=== Requirement ===
Would you repeat the entries below word for word and omit the pictures?

Data under study section start

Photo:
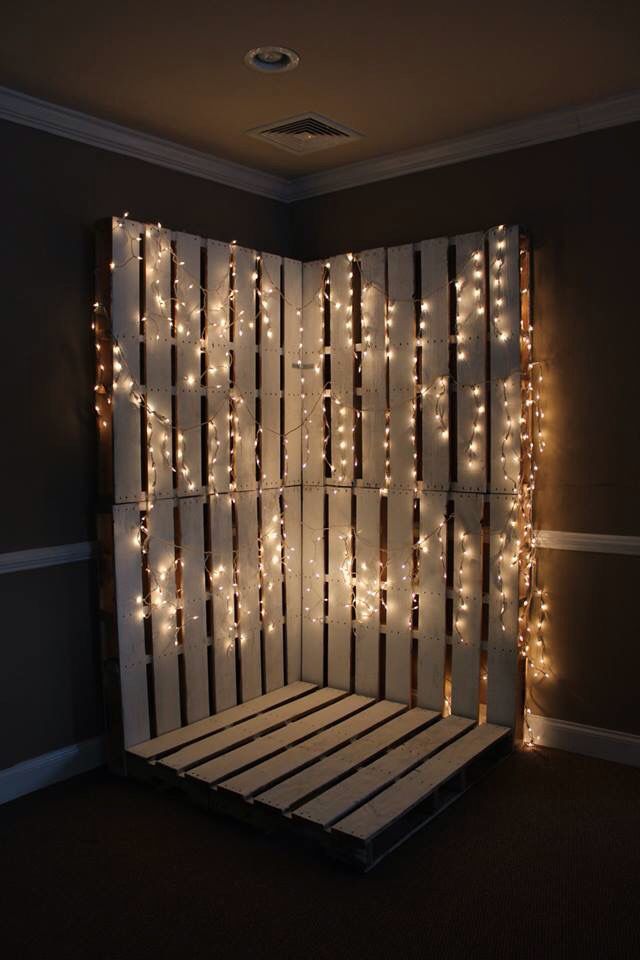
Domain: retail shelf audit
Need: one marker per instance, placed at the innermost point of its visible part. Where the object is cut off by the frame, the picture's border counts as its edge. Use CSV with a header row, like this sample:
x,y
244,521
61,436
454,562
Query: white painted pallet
x,y
355,774
268,513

Data under study section end

=== Result of the task ===
Photo:
Domain: retail shelf audit
Need: one marker per instance, placed at the innermost point of its visible part. Where the object is cut off by the frame, the picture's border counts as its edge. Use CSV with a header row, like this sample:
x,y
244,521
61,436
454,562
Query: white painted pallet
x,y
355,774
268,513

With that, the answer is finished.